Print exactly the lines starting at the one that contains "If you could mark the arched" and ending at the last line of the listing below.

╭──

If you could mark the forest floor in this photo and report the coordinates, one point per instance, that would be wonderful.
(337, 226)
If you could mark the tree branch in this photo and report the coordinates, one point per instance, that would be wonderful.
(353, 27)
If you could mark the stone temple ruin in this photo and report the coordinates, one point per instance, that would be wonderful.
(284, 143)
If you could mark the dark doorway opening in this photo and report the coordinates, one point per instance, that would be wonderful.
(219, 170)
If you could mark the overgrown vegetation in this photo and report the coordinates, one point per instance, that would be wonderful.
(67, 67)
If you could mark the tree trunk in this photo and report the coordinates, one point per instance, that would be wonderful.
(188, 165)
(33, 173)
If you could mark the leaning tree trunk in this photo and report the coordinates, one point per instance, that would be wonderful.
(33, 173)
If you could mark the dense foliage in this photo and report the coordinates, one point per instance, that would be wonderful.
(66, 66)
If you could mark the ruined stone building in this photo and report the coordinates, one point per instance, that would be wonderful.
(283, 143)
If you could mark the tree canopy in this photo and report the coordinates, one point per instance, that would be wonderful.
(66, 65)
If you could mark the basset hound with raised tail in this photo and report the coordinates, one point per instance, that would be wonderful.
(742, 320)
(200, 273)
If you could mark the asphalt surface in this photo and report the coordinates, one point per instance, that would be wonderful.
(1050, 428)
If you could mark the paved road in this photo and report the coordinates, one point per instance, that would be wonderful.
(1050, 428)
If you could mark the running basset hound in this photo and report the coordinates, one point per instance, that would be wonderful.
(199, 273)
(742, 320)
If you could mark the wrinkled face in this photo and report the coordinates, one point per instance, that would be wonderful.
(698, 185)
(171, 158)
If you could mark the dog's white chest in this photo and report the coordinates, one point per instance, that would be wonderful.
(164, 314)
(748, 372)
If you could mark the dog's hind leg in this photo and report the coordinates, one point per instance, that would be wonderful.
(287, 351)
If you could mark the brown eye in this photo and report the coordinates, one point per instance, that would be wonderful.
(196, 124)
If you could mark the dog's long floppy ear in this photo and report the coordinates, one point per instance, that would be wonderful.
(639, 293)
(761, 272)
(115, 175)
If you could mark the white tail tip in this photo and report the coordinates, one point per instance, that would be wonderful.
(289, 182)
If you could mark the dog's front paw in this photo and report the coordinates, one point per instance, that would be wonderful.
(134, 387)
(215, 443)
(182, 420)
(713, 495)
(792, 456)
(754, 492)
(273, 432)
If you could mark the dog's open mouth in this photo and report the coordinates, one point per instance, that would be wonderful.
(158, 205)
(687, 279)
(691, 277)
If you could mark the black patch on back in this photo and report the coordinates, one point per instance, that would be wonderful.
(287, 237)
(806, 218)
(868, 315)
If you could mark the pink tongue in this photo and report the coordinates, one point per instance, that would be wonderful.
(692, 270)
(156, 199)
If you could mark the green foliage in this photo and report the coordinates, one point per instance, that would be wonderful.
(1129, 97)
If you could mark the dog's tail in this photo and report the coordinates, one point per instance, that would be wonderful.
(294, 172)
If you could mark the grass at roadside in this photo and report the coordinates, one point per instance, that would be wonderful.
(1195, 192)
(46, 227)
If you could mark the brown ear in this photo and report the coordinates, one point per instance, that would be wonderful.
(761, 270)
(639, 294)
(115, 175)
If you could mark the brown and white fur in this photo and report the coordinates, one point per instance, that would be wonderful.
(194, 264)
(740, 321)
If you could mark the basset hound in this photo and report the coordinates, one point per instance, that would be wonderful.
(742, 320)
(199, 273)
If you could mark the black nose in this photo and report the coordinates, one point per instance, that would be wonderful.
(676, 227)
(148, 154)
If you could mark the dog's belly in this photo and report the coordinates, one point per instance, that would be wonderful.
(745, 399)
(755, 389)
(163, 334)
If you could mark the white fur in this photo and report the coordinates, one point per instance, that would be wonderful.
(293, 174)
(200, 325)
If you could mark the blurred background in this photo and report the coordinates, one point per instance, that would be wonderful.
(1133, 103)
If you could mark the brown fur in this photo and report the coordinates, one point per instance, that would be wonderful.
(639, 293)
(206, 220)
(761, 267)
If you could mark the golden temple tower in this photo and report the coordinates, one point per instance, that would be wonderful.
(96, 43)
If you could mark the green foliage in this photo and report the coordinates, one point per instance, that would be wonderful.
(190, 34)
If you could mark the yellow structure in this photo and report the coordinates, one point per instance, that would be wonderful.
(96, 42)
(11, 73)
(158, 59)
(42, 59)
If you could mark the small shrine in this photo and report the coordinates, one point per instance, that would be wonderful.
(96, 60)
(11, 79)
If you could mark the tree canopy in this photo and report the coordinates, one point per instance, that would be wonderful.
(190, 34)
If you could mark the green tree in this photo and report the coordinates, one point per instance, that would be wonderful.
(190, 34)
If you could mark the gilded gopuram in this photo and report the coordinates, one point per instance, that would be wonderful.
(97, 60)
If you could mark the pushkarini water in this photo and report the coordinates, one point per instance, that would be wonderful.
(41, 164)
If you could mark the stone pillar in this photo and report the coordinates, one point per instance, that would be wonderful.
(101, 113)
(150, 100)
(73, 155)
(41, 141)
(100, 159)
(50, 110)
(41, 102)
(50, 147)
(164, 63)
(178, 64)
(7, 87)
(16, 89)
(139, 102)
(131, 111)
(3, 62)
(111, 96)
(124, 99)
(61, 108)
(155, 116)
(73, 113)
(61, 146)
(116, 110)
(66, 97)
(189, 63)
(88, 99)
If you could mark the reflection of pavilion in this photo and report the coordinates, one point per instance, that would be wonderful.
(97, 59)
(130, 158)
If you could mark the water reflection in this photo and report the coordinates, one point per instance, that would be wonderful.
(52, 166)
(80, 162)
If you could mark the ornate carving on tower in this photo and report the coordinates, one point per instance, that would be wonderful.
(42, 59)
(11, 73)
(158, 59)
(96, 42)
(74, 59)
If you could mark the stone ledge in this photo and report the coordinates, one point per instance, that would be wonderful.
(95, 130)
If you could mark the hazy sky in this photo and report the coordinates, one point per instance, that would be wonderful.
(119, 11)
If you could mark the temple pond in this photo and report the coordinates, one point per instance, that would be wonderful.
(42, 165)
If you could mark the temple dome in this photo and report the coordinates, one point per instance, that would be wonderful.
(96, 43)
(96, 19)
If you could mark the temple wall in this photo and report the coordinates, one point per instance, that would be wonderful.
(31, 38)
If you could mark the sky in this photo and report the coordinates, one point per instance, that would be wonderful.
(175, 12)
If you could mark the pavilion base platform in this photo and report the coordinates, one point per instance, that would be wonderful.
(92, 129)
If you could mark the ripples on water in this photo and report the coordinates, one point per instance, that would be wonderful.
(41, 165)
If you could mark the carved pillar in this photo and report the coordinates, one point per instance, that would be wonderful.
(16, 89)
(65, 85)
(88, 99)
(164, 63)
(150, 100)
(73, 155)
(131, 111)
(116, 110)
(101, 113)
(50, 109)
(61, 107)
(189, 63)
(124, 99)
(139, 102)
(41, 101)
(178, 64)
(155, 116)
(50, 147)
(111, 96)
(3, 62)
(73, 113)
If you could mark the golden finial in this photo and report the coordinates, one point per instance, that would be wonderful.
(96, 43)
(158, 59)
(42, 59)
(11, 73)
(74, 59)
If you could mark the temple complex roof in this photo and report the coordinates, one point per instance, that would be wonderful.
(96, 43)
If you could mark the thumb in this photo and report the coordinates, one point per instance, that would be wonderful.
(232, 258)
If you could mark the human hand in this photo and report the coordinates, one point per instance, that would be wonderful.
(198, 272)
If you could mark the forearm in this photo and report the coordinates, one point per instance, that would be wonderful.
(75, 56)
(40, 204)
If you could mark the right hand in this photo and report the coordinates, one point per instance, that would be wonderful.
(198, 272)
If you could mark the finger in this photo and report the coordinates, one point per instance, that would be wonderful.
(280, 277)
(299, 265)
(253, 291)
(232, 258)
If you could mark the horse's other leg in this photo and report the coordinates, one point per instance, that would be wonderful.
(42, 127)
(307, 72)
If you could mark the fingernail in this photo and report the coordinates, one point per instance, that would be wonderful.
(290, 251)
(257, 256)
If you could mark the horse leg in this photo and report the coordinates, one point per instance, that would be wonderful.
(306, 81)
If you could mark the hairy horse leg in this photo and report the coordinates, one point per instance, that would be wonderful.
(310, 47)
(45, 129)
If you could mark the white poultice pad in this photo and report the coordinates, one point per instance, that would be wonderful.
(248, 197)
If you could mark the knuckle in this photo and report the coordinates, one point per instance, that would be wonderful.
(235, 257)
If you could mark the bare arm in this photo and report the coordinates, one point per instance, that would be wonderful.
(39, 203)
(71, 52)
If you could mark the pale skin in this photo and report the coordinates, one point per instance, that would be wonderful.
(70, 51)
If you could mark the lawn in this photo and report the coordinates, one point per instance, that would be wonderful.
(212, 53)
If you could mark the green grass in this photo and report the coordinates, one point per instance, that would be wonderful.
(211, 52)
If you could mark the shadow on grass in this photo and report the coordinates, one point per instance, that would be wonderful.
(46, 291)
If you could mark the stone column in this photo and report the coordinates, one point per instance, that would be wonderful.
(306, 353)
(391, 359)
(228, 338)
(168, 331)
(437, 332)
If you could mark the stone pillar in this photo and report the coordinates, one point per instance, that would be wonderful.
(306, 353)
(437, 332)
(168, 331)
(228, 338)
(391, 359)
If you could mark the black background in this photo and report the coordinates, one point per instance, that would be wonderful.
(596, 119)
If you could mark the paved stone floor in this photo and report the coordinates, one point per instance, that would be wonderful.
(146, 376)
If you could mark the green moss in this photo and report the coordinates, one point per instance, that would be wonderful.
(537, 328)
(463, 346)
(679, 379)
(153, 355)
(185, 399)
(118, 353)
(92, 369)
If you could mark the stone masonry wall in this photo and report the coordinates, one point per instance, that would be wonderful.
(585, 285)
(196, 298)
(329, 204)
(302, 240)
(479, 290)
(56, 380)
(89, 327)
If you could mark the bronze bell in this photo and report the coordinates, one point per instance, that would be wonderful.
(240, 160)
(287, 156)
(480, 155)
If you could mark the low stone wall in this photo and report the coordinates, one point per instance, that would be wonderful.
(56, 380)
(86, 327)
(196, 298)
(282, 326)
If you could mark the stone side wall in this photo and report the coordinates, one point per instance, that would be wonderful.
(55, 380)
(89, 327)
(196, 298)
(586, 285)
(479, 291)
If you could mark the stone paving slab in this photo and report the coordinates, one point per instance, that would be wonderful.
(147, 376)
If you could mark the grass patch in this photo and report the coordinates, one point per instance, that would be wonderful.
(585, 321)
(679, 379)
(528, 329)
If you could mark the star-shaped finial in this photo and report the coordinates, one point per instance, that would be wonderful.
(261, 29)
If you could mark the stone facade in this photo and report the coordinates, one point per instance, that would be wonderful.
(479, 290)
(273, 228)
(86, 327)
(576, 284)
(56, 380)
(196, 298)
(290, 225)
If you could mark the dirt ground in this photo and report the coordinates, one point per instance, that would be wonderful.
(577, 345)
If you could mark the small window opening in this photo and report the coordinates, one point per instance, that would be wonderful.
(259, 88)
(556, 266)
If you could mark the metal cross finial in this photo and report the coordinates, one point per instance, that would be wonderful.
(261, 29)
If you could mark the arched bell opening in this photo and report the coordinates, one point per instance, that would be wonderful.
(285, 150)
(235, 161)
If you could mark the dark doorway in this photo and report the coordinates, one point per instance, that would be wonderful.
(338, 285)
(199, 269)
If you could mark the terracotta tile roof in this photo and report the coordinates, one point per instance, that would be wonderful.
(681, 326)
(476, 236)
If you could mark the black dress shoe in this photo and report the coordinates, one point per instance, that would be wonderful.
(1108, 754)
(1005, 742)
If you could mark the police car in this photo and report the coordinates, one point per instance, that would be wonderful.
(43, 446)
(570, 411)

╰──

_Solution for this problem:_
If you could mark the arched bell opening in this photo and report the coordinates, one point per instance, that would be wonderful.
(285, 150)
(235, 161)
If you could mark the dark doorway in this photo and report the coordinates, one point per instance, that would be wonderful.
(338, 285)
(199, 269)
If you could mark the terracotta tile roof in this photo and report the coordinates, one point per instance, that would be wonderful.
(681, 326)
(476, 236)
If you could mark the black dress shoe in this photo and report the coordinates, one point per instance, that would be wonderful.
(1108, 754)
(1005, 742)
If you could mark the police car in this photo and report the coordinates, one point per instance, that would be wonderful.
(43, 446)
(570, 411)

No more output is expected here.